=== Assignment ===
Rewrite the stretch of the article on the family separation payout report from "President Joe Biden is disputing talk" through "Drew Angerer/Getty Images)", changing "reporters" to "journalists".

=== Selected passage ===
------------------------------

Biden slams report that he’s considering six-figure payout to separated immigrant families

President Joe Biden is disputing talk that his administration plans to pay $450,000 per person to migrating families separated at the southern border.

President Joe Biden is disputing reports that his administration is planning to pay up to $450,000 per person to families subjected to separation at the southern border during the previous president’s term. 

Biden addressed the issue when questioned by reporters on Wednesday. 

President Joe Biden speaks about the authorization of the COVID-19 vaccine for children ages 5 to 11 Wednesday at the White House. (Photo: Drew Angerer/Getty Images)

“That’s not gonna happen,” he said. Questioned by Fox News correspondent Peter Doocy as to whether the reparations plan could encourage further migration, Biden replied, “If you guys keep sending that garbage out, yeah.” 

“But,” Biden added, “it’s not true.” 

As previously reported, an article in The Wall Street Journal cites sources familiar with the matter from various governmental agencies — including the departments of Justice, Homeland Security and Health and Human Services, who noted the payments could amount to close to $1 million per family, though those numbers could change.

------------------------------

=== Data to examine ===
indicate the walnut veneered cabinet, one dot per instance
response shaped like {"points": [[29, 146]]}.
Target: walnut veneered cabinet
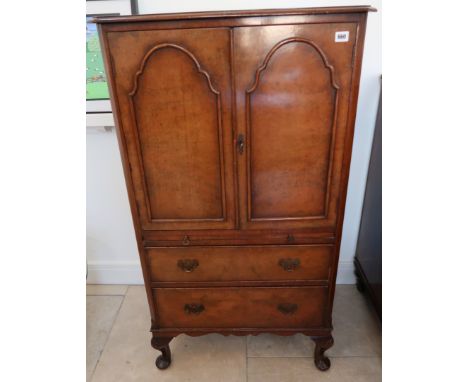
{"points": [[235, 130]]}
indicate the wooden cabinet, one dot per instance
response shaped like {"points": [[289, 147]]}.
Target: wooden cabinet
{"points": [[235, 130]]}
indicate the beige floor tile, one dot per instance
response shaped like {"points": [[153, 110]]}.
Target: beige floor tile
{"points": [[269, 345], [128, 355], [100, 315], [106, 290], [350, 369], [356, 332]]}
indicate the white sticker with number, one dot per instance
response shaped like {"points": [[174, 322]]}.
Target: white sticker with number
{"points": [[342, 36]]}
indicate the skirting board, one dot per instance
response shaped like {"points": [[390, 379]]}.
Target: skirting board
{"points": [[130, 273]]}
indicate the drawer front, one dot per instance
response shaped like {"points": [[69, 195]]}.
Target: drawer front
{"points": [[300, 307], [255, 263]]}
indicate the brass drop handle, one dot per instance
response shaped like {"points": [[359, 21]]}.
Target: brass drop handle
{"points": [[287, 308], [240, 143], [194, 308], [289, 265], [187, 265]]}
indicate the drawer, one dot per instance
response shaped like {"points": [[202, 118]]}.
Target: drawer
{"points": [[295, 307], [251, 263]]}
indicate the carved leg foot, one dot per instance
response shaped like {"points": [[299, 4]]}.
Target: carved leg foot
{"points": [[162, 344], [321, 345]]}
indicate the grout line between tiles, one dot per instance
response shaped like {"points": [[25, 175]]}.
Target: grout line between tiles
{"points": [[330, 356], [108, 335]]}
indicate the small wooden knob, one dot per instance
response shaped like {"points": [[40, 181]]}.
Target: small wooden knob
{"points": [[186, 240]]}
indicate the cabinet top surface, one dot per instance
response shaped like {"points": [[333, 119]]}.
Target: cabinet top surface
{"points": [[233, 14]]}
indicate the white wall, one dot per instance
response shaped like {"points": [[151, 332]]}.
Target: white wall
{"points": [[112, 253]]}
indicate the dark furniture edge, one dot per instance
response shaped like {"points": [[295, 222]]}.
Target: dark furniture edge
{"points": [[231, 14]]}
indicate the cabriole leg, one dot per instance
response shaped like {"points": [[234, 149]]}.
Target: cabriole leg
{"points": [[321, 345], [162, 344]]}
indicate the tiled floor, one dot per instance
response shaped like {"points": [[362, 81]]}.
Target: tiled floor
{"points": [[119, 350]]}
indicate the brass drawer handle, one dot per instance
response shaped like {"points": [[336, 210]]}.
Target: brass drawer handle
{"points": [[186, 240], [194, 308], [287, 308], [187, 265], [289, 265]]}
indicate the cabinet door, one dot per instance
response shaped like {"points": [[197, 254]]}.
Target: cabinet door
{"points": [[173, 93], [292, 93]]}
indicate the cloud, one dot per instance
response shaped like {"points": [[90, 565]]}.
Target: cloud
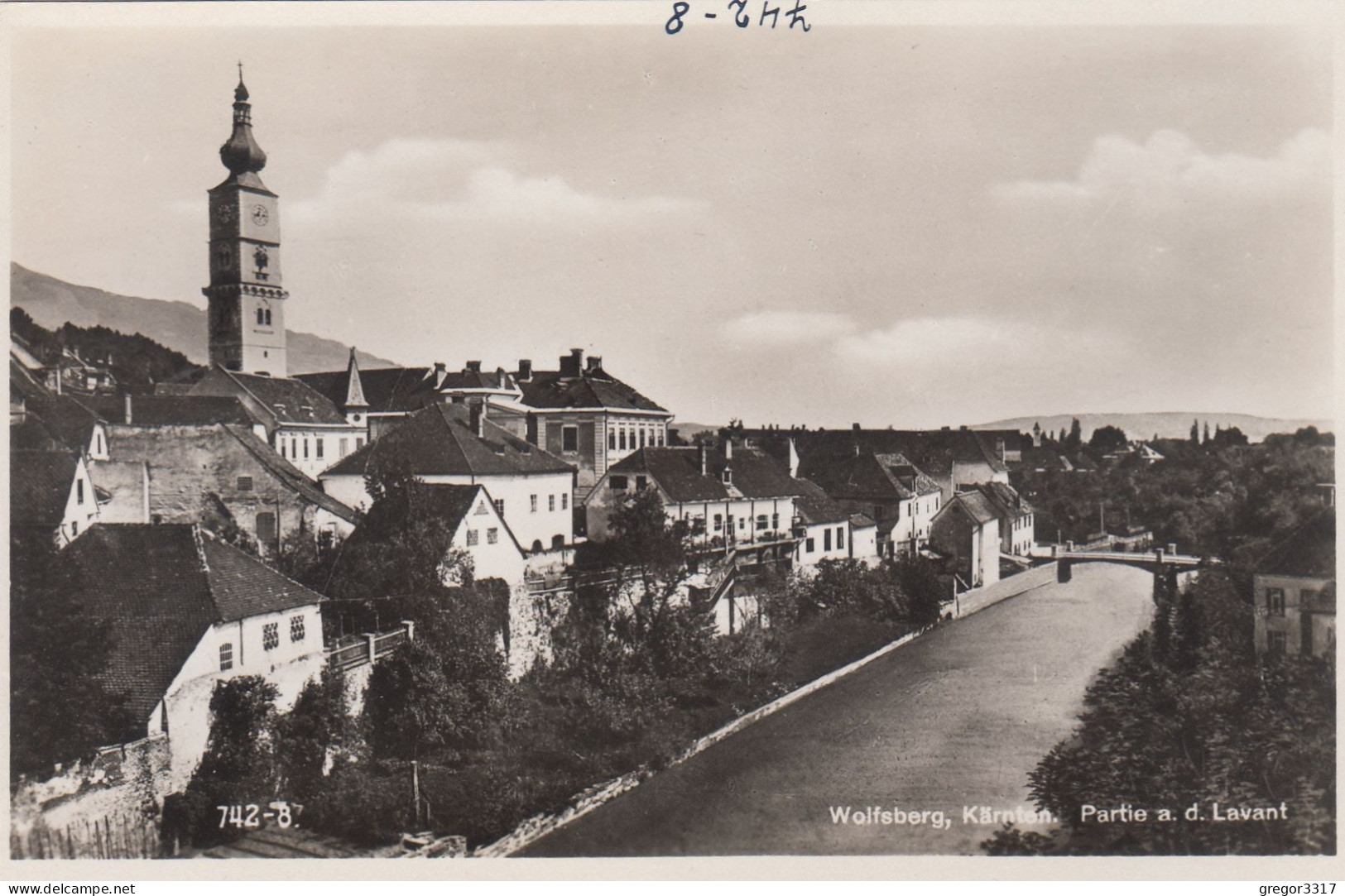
{"points": [[785, 328], [1169, 175], [464, 180]]}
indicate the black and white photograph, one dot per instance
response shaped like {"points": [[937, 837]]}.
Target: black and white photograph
{"points": [[670, 429]]}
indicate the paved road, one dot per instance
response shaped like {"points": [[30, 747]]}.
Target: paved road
{"points": [[954, 719]]}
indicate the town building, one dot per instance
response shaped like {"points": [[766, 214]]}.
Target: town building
{"points": [[51, 494], [966, 530], [223, 477], [950, 458], [822, 528], [460, 444], [1295, 591], [303, 425], [1017, 526], [886, 487], [186, 611], [588, 417], [729, 498], [391, 395]]}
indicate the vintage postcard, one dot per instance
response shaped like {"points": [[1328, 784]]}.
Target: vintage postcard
{"points": [[673, 429]]}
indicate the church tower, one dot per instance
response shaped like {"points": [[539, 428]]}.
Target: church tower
{"points": [[245, 292]]}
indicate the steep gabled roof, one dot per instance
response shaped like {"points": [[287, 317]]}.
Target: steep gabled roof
{"points": [[157, 590], [170, 410], [975, 505], [60, 417], [1005, 498], [292, 401], [932, 451], [548, 389], [290, 475], [439, 440], [39, 486], [678, 472], [815, 506], [1309, 550]]}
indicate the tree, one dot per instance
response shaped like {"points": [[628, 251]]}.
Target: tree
{"points": [[447, 688], [60, 705], [238, 766], [1108, 438]]}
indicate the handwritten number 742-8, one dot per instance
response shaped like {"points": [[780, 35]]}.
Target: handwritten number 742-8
{"points": [[740, 15]]}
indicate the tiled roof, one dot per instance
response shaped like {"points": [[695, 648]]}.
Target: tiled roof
{"points": [[1309, 550], [64, 417], [548, 389], [292, 401], [439, 440], [932, 451], [156, 590], [39, 486], [404, 389], [867, 477], [290, 475], [678, 472], [977, 506], [444, 503], [1005, 498], [815, 506], [170, 410]]}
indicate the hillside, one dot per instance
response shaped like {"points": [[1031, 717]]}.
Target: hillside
{"points": [[1166, 424], [174, 324]]}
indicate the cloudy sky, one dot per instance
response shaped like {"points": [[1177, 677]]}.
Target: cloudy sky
{"points": [[891, 225]]}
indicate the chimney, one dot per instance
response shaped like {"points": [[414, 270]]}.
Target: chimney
{"points": [[478, 410], [572, 363]]}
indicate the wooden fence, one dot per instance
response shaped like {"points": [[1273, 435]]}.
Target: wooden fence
{"points": [[125, 836]]}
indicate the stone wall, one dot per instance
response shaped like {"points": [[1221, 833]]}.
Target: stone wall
{"points": [[100, 807]]}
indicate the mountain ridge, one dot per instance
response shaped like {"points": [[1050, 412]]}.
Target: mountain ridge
{"points": [[172, 323], [1165, 424]]}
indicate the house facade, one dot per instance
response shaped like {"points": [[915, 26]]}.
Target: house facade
{"points": [[966, 530], [51, 494], [223, 475], [1295, 591], [462, 446], [588, 417], [729, 496], [301, 424], [223, 614]]}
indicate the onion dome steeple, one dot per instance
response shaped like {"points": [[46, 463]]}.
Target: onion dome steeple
{"points": [[241, 154]]}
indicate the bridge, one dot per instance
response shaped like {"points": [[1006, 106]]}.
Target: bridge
{"points": [[1164, 563]]}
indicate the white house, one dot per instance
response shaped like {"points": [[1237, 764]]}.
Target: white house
{"points": [[186, 611], [968, 532], [51, 491], [822, 528], [460, 446], [729, 498]]}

------------------------------

=== Answer to this problem ===
President Joe Biden is disputing talk that his administration plans to pay $450,000 per person to migrating families separated at the southern border.

President Joe Biden is disputing reports that his administration is planning to pay up to $450,000 per person to families subjected to separation at the southern border during the previous president’s term. 

Biden addressed the issue when questioned by journalists on Wednesday. 

President Joe Biden speaks about the authorization of the COVID-19 vaccine for children ages 5 to 11 Wednesday at the White House. (Photo: Drew Angerer/Getty Images)